* _Work instructions_: Repeat the lines of the listing below exactly, starting at the line that contains "66, row 435." and running through the last line, both included, and only those.

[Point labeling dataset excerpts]
.....
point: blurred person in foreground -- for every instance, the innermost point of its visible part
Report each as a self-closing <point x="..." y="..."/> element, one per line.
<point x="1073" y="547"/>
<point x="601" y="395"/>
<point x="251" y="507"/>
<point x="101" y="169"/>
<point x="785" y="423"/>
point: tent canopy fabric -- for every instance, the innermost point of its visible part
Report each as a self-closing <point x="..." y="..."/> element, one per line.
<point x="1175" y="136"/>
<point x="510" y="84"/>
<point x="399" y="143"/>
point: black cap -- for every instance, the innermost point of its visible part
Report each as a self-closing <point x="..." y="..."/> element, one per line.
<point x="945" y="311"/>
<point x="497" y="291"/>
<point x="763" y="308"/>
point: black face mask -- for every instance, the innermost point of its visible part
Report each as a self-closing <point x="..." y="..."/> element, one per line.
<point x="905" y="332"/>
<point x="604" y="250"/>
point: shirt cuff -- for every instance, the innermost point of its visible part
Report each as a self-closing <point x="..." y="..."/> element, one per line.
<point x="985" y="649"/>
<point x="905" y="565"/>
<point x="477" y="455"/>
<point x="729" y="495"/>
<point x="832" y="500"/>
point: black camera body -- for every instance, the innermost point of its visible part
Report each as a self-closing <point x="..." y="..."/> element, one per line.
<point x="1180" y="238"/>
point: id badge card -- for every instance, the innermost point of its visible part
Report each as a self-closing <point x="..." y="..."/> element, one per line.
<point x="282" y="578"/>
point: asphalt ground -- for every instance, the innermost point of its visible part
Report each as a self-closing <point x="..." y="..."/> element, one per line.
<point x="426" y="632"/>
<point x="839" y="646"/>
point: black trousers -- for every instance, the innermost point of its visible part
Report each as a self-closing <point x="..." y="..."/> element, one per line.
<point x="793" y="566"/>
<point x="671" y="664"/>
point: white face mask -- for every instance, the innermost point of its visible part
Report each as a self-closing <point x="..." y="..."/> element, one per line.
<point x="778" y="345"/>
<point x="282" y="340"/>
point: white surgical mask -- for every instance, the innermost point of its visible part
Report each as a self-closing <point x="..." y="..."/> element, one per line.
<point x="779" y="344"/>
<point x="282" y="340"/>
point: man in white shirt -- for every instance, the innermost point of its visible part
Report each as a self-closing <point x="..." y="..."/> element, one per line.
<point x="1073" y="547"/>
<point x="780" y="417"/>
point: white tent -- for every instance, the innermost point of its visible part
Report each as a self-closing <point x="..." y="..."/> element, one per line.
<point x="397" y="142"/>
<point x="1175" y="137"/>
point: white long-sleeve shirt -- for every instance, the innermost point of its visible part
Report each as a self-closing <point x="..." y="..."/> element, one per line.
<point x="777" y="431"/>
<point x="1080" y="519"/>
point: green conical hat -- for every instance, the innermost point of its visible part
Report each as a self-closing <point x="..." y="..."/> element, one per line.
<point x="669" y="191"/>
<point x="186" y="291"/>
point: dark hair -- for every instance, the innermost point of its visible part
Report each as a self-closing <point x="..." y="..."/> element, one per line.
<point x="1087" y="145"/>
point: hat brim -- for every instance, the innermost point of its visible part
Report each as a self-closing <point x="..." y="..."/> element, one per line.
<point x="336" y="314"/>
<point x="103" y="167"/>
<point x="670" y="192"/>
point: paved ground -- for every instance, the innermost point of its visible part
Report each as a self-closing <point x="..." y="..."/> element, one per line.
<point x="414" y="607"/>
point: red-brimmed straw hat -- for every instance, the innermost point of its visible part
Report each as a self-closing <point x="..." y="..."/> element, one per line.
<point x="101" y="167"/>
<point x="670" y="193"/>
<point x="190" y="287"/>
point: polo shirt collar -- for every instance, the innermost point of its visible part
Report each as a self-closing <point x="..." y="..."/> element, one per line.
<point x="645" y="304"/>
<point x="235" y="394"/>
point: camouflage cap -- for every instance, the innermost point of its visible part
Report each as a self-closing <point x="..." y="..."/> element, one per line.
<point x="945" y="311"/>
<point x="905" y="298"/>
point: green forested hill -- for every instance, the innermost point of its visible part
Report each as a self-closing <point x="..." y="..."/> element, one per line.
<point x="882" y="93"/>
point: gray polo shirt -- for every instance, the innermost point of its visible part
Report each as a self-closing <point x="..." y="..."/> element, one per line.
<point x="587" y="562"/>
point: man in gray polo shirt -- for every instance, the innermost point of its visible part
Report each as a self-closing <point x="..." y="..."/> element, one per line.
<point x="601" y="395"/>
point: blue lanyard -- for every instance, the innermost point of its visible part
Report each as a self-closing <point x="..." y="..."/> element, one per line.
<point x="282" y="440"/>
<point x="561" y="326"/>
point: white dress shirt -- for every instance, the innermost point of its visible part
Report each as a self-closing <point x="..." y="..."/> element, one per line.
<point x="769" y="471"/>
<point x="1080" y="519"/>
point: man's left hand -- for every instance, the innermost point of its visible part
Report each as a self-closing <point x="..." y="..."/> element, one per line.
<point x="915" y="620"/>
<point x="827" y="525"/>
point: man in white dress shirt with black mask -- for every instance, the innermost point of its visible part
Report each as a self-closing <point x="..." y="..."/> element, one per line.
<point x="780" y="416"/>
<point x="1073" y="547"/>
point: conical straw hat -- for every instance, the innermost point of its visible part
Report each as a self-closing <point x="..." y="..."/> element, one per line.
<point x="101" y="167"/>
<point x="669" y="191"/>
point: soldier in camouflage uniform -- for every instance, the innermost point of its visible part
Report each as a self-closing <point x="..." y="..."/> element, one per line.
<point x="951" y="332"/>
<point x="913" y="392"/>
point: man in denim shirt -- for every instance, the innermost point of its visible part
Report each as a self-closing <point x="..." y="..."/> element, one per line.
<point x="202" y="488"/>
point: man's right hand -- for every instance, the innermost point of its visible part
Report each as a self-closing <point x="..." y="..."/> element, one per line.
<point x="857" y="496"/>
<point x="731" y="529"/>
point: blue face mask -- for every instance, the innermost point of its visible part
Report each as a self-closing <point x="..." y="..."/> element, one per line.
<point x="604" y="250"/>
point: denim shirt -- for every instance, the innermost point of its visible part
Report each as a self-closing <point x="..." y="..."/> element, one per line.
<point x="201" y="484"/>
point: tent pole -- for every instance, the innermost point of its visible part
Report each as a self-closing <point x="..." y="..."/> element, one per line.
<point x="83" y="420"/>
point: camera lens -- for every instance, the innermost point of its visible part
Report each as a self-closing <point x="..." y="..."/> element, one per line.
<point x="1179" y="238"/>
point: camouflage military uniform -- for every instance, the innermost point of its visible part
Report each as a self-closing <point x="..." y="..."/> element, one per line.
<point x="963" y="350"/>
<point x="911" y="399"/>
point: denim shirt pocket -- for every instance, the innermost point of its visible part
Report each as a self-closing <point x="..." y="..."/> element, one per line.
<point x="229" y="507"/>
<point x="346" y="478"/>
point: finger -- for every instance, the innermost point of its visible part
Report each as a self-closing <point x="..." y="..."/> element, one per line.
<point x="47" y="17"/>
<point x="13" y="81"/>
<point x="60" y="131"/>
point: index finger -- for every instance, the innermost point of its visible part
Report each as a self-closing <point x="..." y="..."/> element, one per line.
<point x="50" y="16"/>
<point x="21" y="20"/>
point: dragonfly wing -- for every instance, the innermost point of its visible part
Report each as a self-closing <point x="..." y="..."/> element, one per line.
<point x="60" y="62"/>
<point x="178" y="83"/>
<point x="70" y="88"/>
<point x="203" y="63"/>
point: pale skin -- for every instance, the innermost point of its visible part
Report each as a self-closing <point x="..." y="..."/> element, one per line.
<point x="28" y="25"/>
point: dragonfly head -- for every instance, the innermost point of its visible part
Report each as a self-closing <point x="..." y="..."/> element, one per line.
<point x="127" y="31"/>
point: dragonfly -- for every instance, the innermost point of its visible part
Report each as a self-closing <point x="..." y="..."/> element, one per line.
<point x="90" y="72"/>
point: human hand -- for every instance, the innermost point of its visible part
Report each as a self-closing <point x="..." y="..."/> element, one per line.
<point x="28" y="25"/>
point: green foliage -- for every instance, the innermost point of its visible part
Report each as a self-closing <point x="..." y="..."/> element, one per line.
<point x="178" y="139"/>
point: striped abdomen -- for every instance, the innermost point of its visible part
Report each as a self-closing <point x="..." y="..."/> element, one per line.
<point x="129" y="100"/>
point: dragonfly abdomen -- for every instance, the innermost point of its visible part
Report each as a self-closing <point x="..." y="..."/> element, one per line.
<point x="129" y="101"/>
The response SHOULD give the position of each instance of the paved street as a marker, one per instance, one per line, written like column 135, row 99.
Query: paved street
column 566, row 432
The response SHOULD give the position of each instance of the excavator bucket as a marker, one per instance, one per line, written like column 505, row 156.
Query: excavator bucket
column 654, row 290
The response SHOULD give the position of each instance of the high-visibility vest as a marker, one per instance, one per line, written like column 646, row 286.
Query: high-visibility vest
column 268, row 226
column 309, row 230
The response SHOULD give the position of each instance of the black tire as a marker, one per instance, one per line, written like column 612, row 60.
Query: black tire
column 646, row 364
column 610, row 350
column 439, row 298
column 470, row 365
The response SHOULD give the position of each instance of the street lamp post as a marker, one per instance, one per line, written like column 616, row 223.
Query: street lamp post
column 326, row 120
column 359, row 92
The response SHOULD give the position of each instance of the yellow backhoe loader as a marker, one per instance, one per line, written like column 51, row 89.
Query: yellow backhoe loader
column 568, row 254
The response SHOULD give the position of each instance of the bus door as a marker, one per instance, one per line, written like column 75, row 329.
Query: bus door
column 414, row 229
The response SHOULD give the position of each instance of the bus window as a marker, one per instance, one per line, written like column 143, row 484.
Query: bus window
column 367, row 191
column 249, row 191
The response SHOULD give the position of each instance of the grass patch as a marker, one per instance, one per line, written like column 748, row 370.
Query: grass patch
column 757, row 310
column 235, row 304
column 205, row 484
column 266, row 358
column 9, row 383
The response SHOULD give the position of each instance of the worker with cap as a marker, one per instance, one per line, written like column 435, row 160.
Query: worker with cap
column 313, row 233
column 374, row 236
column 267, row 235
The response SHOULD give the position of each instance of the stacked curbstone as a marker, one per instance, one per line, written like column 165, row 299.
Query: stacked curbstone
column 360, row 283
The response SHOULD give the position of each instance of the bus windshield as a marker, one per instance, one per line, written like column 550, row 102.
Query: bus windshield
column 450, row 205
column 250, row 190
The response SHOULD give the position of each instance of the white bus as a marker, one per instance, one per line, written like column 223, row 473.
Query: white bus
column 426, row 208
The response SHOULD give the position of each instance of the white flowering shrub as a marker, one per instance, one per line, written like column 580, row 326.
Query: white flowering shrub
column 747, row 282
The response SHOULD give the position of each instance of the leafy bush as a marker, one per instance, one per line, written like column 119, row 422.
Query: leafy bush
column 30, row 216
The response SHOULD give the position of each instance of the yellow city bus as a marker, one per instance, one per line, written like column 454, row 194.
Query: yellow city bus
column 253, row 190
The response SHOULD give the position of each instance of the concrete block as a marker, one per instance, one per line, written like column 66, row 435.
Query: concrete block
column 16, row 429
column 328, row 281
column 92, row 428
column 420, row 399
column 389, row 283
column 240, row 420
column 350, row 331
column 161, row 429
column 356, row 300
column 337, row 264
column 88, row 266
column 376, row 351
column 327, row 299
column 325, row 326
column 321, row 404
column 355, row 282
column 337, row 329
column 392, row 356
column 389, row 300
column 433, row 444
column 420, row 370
.....
* _Task output_:
The response SHOULD give the position of each instance of the concrete block as a marker, one per instance, one per line, written like column 66, row 435.
Query: concrete block
column 16, row 429
column 328, row 281
column 92, row 428
column 420, row 399
column 389, row 283
column 240, row 420
column 350, row 331
column 161, row 429
column 356, row 300
column 337, row 264
column 88, row 266
column 376, row 351
column 327, row 299
column 325, row 326
column 321, row 404
column 355, row 282
column 337, row 329
column 392, row 356
column 389, row 300
column 433, row 444
column 420, row 370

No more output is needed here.